Segment Start: READING TEXT
Be aware that some shelters will only allow service animals. In a large-scale disaster, animal shelters will be set up when possible. Many of these facilities will be closed to the public in order to be able to deal with the rescues going in through other channels. The case load will be to large to take care of everyone which is why people should learn all they can about surviving without help.

1. Name, address and phone number of veterinarian, animal control and shelters in the  area. 

2. People to contact to take care of the animal 

This is a good idea if you are in a situation away from home so your animal can be taken care of. 

3. Be sure you leave a note with a friend about your pet being left at a kennel or day care in case something happens to you so they can get your pet. Kennels or day care facilities are often left with abandon dogs whose owners have disappeared.

If you are in a disaster, unless you have direct contact to a person, do not count on anybody to be able to help you because they might be in the same situation and need help themselves.

4. Vaccination and medical records

5. Allergy or other special instructions

Most first Aid Kits Recommend These Items

Scissors-other pocket knife
Gauze pads
Instant cold pack (to big to carry-cold mud works in a pinch)
Segment End: READING TEXT
Segment Start: INFORMATION
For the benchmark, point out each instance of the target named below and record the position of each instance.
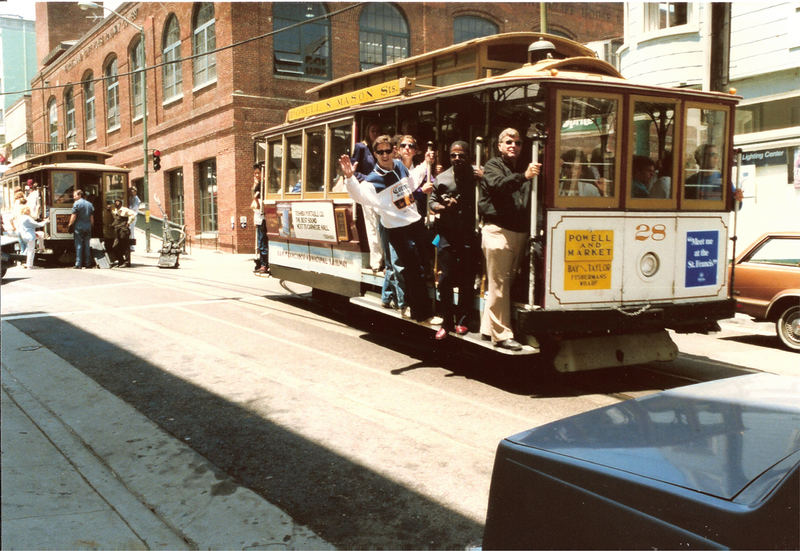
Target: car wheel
(788, 326)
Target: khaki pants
(503, 250)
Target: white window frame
(112, 96)
(203, 65)
(172, 72)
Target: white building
(669, 43)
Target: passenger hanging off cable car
(453, 200)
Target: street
(357, 426)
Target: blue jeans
(393, 283)
(83, 253)
(408, 242)
(263, 245)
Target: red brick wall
(217, 121)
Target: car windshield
(776, 250)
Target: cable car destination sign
(356, 97)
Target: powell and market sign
(765, 157)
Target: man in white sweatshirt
(391, 194)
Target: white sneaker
(435, 320)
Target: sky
(27, 9)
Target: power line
(187, 58)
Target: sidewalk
(81, 469)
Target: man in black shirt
(505, 207)
(453, 199)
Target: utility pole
(719, 61)
(543, 17)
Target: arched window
(112, 94)
(467, 27)
(69, 115)
(383, 35)
(89, 108)
(52, 121)
(173, 81)
(204, 40)
(137, 79)
(303, 51)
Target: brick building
(203, 110)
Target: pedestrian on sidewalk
(27, 233)
(133, 204)
(80, 224)
(260, 222)
(123, 219)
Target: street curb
(107, 438)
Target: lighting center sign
(588, 255)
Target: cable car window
(652, 170)
(587, 146)
(274, 156)
(63, 186)
(705, 139)
(315, 160)
(341, 138)
(294, 164)
(114, 187)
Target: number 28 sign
(656, 232)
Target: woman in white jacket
(392, 196)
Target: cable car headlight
(649, 264)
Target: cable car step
(373, 302)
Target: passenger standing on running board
(505, 207)
(391, 195)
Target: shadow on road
(346, 503)
(531, 376)
(766, 341)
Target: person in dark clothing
(453, 200)
(123, 217)
(504, 204)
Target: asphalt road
(359, 427)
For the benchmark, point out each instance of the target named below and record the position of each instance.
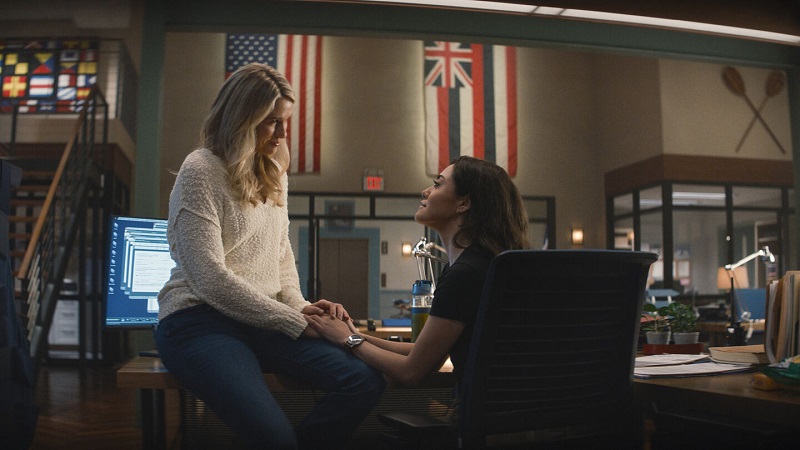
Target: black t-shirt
(458, 293)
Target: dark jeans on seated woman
(222, 361)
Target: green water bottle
(421, 299)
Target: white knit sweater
(236, 258)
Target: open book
(740, 354)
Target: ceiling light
(599, 16)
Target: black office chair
(552, 355)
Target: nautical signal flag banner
(470, 104)
(47, 75)
(299, 59)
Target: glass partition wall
(349, 248)
(696, 229)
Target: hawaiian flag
(299, 59)
(470, 104)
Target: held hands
(331, 328)
(334, 310)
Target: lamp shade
(740, 278)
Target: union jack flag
(448, 64)
(299, 59)
(470, 104)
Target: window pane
(623, 234)
(756, 196)
(698, 195)
(341, 206)
(298, 204)
(752, 231)
(536, 208)
(394, 206)
(652, 241)
(650, 198)
(623, 204)
(537, 235)
(700, 248)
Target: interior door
(343, 271)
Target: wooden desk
(717, 330)
(385, 332)
(727, 395)
(150, 376)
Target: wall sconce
(577, 236)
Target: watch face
(354, 340)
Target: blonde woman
(233, 308)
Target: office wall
(581, 114)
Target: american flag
(299, 59)
(470, 104)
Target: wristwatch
(354, 340)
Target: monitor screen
(137, 266)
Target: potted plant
(682, 322)
(654, 325)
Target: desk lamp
(735, 333)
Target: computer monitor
(137, 266)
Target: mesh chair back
(554, 344)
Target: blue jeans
(221, 361)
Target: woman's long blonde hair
(244, 101)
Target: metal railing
(63, 213)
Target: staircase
(57, 223)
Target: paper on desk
(668, 360)
(687, 370)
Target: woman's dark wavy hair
(496, 220)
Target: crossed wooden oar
(775, 82)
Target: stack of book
(781, 336)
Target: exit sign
(373, 183)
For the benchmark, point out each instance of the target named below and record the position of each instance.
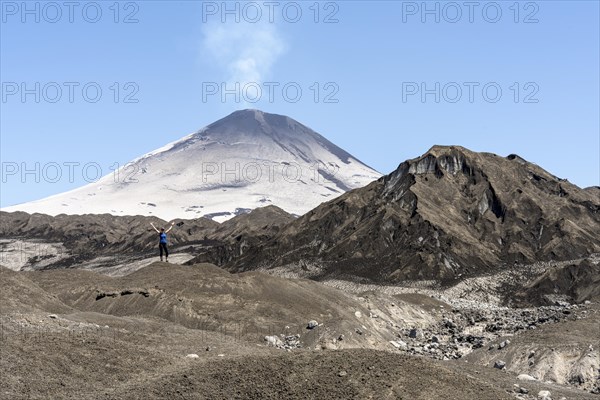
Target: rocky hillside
(449, 214)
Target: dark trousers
(163, 246)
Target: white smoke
(247, 51)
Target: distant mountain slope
(246, 160)
(448, 214)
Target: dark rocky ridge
(449, 214)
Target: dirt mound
(19, 294)
(248, 305)
(446, 215)
(81, 238)
(567, 352)
(348, 374)
(575, 283)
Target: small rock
(525, 377)
(273, 341)
(544, 395)
(416, 333)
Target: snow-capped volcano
(246, 160)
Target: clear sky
(87, 86)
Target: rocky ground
(199, 332)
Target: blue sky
(362, 68)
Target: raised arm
(171, 227)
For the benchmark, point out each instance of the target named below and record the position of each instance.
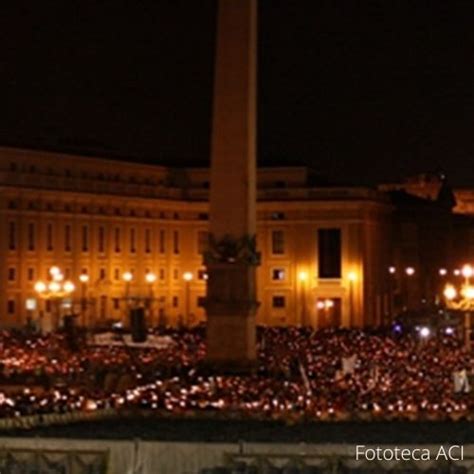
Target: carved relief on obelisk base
(232, 258)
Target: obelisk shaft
(231, 294)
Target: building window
(133, 247)
(203, 241)
(278, 274)
(11, 274)
(67, 237)
(117, 240)
(176, 242)
(201, 301)
(329, 253)
(11, 307)
(101, 239)
(147, 240)
(31, 238)
(12, 235)
(278, 301)
(162, 241)
(278, 242)
(49, 236)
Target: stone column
(232, 257)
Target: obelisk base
(231, 308)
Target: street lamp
(462, 299)
(150, 279)
(187, 277)
(84, 279)
(352, 277)
(55, 291)
(127, 277)
(303, 277)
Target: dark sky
(362, 91)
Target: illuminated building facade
(324, 250)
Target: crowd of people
(301, 373)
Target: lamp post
(462, 299)
(352, 277)
(187, 277)
(55, 291)
(150, 279)
(127, 277)
(84, 279)
(303, 277)
(391, 290)
(409, 272)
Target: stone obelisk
(232, 257)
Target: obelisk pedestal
(232, 257)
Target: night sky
(363, 92)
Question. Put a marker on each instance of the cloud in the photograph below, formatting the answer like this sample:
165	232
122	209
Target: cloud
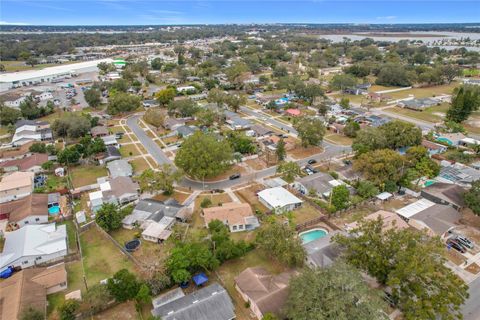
6	23
387	18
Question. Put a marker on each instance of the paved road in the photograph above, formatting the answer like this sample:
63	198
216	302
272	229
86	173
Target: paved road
150	145
471	309
330	151
268	118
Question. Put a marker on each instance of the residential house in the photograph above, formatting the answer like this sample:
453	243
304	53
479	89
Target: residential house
32	163
29	289
236	216
322	252
390	221
111	153
186	131
31	130
150	103
32	209
279	199
417	104
110	140
209	303
458	173
33	245
16	185
320	183
173	123
99	131
151	210
119	190
119	168
433	148
264	292
424	214
445	193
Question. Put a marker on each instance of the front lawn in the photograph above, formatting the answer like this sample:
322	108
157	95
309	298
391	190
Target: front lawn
101	258
85	175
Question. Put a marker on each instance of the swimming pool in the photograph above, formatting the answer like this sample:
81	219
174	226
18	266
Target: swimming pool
314	234
53	210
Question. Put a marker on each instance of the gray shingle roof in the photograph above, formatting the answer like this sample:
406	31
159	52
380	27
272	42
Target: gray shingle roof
209	303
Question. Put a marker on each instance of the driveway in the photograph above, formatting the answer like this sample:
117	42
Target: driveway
330	151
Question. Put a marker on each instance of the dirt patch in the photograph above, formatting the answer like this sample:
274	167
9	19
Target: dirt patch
473	268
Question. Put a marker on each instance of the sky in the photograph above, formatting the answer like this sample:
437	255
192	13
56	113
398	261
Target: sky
159	12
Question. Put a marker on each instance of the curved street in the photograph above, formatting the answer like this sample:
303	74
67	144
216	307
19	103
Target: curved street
330	151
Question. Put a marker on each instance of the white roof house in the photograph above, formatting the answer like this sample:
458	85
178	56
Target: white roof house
34	244
279	199
25	78
414	208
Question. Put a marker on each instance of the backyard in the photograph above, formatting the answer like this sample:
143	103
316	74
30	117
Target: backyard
85	175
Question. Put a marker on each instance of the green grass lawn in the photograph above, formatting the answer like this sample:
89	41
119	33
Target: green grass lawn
101	257
85	175
129	150
71	236
431	114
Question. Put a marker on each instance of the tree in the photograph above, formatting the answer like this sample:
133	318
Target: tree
343	81
345	103
68	156
235	101
336	292
8	115
203	156
411	264
280	151
97	297
184	108
153	181
393	75
32	314
289	171
123	102
109	217
380	166
310	131
68	309
165	96
340	197
366	189
351	129
155	117
240	142
280	241
71	125
143	295
156	64
123	286
465	100
93	97
472	197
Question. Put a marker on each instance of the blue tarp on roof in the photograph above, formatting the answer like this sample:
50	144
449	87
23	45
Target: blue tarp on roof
200	279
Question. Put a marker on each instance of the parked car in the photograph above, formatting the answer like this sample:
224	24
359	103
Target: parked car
456	245
464	241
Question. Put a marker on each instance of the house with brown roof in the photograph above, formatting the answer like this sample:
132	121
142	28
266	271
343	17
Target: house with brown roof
99	131
16	186
266	293
32	209
29	289
32	163
236	216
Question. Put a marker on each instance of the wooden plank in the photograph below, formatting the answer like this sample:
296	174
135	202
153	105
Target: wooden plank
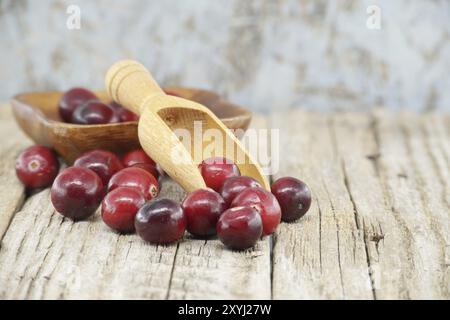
368	158
12	193
323	255
45	256
415	185
205	269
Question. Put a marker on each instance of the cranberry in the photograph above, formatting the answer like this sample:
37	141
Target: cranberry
240	227
153	170
263	201
203	208
235	185
94	112
135	178
103	163
160	221
293	196
37	167
124	115
136	156
119	208
77	192
71	100
216	170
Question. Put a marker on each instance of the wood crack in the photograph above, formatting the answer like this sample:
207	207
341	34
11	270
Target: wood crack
365	233
172	271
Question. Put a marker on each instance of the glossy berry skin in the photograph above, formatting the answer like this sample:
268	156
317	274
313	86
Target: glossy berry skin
216	170
263	201
153	170
135	178
71	100
104	163
77	192
37	167
235	185
293	196
240	228
160	221
203	208
136	156
124	114
94	112
119	208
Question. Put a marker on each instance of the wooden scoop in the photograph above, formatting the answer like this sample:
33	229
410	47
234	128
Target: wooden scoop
164	119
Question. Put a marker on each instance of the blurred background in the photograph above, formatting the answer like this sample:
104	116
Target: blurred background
316	54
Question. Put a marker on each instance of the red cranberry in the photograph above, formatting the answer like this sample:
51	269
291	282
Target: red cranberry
94	112
216	170
240	227
293	196
263	201
71	100
103	163
235	185
124	114
153	170
203	208
160	221
119	208
136	156
135	178
37	167
77	192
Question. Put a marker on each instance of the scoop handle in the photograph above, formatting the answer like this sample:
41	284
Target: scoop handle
131	85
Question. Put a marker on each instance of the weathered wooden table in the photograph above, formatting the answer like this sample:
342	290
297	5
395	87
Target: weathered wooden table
378	227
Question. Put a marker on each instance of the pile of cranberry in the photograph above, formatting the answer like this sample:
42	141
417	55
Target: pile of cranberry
236	208
81	106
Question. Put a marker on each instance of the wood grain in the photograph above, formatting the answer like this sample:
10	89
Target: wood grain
380	219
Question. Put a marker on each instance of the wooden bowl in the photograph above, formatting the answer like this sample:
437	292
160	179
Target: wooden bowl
37	115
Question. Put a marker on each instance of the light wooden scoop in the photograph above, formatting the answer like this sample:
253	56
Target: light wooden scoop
164	119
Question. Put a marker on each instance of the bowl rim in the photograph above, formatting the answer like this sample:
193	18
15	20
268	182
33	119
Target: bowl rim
20	98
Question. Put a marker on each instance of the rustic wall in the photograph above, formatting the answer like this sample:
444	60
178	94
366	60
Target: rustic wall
Segment End: INFORMATION
**COMPLETE THE FOLLOWING**
1 - Summarize the text on preparing pets for disasters in two sentences.
2 - Write what comes next in the text on preparing pets for disasters, starting after its last line.

**RESULTS FOR EACH TASK**
1 - In a large disaster, some shelters accept only service animals and many animal shelters will be closed to the public, so people should learn all they can about surviving without help. Pet owners should keep contact details for their veterinarian, animal control, local shelters and pet caregivers, leave a note with a friend when a pet is at a kennel or day care, and keep vaccination records, medical records and any allergy or special instructions.

2 -
Adhesive tape
Antiseptic cream
Eye drops

Family Disaster Dogs recommends adding 
these items to your dog’s Go-Bag or Bug Out Bag

compass and a map of your area

A Scent Article from each family member packed individually and secured in a plastic bag. Even if your dog is not trained they can be given a scent and they will seek the scent if you pay close attention you can read the dog, for instance, the nose may point in the person's direction while the dog remains sitting.

A couple of small flashlights with extra batteries or another light source

Water Purification Tablets

12 Hour Emergency Bright Sticks

16 Hour Hand Warmer

2 Mylar Emergency Blanket

Extra Collar & Leash Set

Reflective Dog Vest

Rain Coat and Boots will give your dog some protection

in a nuclear fall out as will a full

Body rain suit for your self-extra shoes can hang on outside of bag

Tie-Out leash or chain 10-15 ft long

Powder Gatorade or electrolytes

Large Tea Bags (stops bleeding on dog or you, wet tea bag -hold on wound)

Candles and matches in a waterproof baggie.

Fire-starter (can buy in hunting section of stores)

Silverware, cup and bowl for yourself

Toothbrush, hair brush and personal items to make yourself feel better, a favorite picture, toy or blanket,food item or comfort item always helps too

A book to read, like the family disaster dog book which is made to fit in a Bug-out bag

Nutri-Cal is Concentrated Dog Food source used for sick animals that cannot eat. 1 teaspoon per 10 lbs body weight will keep your dog alive after you run out of dog food. This is a good standby to have.

Bandanna or scarf for muzzling, bandaging or using to hold your dog if you lose your other equipment. This should be hung on your dog’s pack as a flag for visibility by you at night. A bandanna is one of my favorite pieces of equipment because of their many uses. 

Plastic baggies to waterproof everything in the backpack. All of these items can be rolled or folded small to fit.

A couple of large garbage bags have many uses, as a tent, a rain coat, a sleeping bag or to carry items you find to eat.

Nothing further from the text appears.